##### Исходный текст

Зато на соседней полке - настоящее изобилие изданий
О. Мандельштама! Видите, что произошло за эти пятнадцать лет: ситуация
поменялась с точностью до наоборот. Просто мы всегда подходим однобоко,
всегда с какими-то перекосами: то одного не было, то другого убрали.
Насколько вот эти идеологические веяния (не без участия западных славистов)
влияют на учебный процесс, на написание учебников?

- Хотелось бы учесть всё. Но, наверное, до конца избежать идеологического
пресса невозможно. Об Островском в нашем учебнике сказано немного, но
хорошо. А в Китае роман до сих пор высоко ценят, хотя и не все. Тем не менее
давление идеологического процесса, видимо, в какой-то мере сказалось на
нашей работе, хотя мы и старались этого избегать.

- Мне показалось, что в некоторых главах ваши соавторы проявили субъективный
подход. Чувствуется, что автор учебника любит такого-то писателя, очень
тепло пишет о нём, а другого недолюбливает, отзывается сквозь зубы. Ведь
многое зависит от того, как подаётся материал. Например, там, где говорится
про поэзию последних лет, о стихах Юрия Кузнецова сказано в таких
выражениях, как <безблагодатность, богооставленность, недоверие к разуму,
умозрительность>, а на соседних страницах, рассказывающих о <бардовской
поэзии>, присутствует другой набор характеристик: <тематическое богатство
лирики, мягкий романтизм, тонкий юмор, изощрённость формы>: Согласитесь, что
тут слова из разных смысловых рядов, а ведь люди прежде всего воспринимают
именно этот эмоциональный пласт языка.
Или другой пример. В главе методического пособия, посвящённой С. Есенину,
сказано о <двумерности есенинской поэтики>. Причём рядом приводятся концепты
из его <Ключей Марии>, построенные на принципе триады. Само слово
<двумерность> несколько дискредитирует поэта, трактует его стихи как нечто
плоскостное, придаёт упрощённый вид художественному миру. Если автор главы
не любит Есенина, то зачем согласился писать? Написал бы о ком-нибудь
другом.

- Здесь я не могу с вами согласиться, что двумерность несёт в себе оттенок
негатива. Вот если поэт одномерный, то это плохо, а двумерный даже здорово.

- Я считаю, полноценная поэзия должна быть трёхмерной как минимум. Мы не
скажем ведь о Лермонтове, что его поэзия двумерна.

- Возможно, термин не самый удачный для школьного учебника. Но двумерные
архетипические оппозиции божественного/дьявольского, смерти/рождения,
творчества/рабства и т.д. и т.п. - общее место в научном литературоведении.
Лермонтов, как любой романтик, <двумерен> - между идеалом и
действительностью. Наш автор - профессор Т. Савченко - блестящий знаток и
ценитель творчества Есенина. Она одной из первых стала говорить о Есенине
как о поэте-философе, у которого сочетается символика неба, земли, мирового
древа, крестьянской избы. Не могу согласиться и с недооценкой творчества Ю.

##########
##### Приведённые данные

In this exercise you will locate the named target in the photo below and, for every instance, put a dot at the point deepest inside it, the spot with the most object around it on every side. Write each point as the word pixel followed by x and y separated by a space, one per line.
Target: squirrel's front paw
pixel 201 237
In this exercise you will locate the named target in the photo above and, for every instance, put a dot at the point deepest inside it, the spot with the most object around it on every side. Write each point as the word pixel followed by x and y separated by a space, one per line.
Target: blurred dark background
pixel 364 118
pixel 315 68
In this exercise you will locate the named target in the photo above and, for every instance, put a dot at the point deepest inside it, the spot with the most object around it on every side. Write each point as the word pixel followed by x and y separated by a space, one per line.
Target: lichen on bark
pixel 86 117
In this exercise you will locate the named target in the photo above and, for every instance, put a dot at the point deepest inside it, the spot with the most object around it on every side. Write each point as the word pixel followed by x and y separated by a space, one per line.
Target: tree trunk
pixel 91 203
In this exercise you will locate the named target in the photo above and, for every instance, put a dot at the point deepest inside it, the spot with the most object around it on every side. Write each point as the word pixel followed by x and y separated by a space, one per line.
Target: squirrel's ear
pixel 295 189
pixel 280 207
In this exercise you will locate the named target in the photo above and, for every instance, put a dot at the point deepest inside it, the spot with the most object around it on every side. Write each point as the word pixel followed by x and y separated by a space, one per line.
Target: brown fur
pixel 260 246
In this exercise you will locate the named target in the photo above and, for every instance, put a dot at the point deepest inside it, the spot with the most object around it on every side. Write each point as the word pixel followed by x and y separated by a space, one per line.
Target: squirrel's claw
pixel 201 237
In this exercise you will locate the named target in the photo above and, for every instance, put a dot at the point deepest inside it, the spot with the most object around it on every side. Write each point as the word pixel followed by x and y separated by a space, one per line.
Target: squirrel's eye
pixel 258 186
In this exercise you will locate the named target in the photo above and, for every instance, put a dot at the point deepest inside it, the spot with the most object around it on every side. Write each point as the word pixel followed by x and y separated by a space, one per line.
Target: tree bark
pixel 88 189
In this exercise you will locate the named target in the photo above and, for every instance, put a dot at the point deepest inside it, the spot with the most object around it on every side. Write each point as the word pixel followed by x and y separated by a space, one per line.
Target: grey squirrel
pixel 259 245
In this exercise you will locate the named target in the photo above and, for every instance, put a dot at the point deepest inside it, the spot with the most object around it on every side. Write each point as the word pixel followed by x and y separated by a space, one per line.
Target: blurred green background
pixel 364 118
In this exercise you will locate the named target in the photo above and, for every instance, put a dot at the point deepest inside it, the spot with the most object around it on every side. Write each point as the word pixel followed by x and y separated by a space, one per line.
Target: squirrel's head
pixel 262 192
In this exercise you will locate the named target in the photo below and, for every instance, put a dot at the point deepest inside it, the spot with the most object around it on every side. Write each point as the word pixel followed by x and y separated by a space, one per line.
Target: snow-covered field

##########

Задание 1:
Почему в беседе об учебнике литературы существенным названо различие в словах, которыми описаны стихи Юрия Кузнецова и бардовская поэзия?
Задание 2:
Приведите продолжение беседы об учебнике литературы, начиная сразу после последней приведённой фразы.

Ответ 1:
Многое зависит от того, как подаётся материал, а люди прежде всего воспринимают эмоциональный пласт языка. О Кузнецове сказано «безблагодатность, богооставленность, недоверие к разуму, умозрительность», а о бардовской поэзии сказано «тематическое богатство лирики, мягкий романтизм, тонкий юмор, изощрённость формы». Эти слова взяты из разных смысловых рядов, и по ним видно, что автор одного писателя любит, а другого недолюбливает.

Ответ 2:
Кузнецова в главе И. Шайтанова. Отметить какие-то особенности поэта
(например, богооставленность) - не значит осудить. Когда А. Вознесенский
узнал, что о нём будет писать Шайтанов, у него возникли опасения, мол, его
стихи будут неверно оценены. Но после выхода книги поэт сказал, что критик
на удивление тонко разобрал его творчество. Я бы скорее согласился, что
поэты-создатели авторской песни переоценены. Какие-то накладки всегда
возможны. Нас упрекали, что глава, посвящённая И. Бродскому, несколько
перехваливает поэта. Может быть, это и так.

- Теперь я бы затронул тему, которая и самому не вполне ясна. Обсудим отбор
не имён, а произведений для школьной программы. Ведь в 15 - 17 лет у
молодёжи другие интересы, чем у зрелых людей. Так не следует ли в круг
изучаемых книг включать то, что ближе им по ощущению? Может быть, из
Бродского предложить несколько рискованные, но уж точно актуальные для них
стихи <Дебют>? Из драм А. Вампилова более подробно разбирается пьеса
<Прошлым летом в Чулимске>, а не интереснее ли для них были <Прощание в
июне> или <Старший сын>? За рамками рассмотрения остаются фантастика,
детектив, фэнтези, иронические и юмористические сочинения. Я не призываю
делать упор на эти жанры. А что если деликатными вкраплениями показать юному
читателю, что мы не против его любимых сочинений, но есть и другая
литература? Гораздо более серьёзная и глубокая.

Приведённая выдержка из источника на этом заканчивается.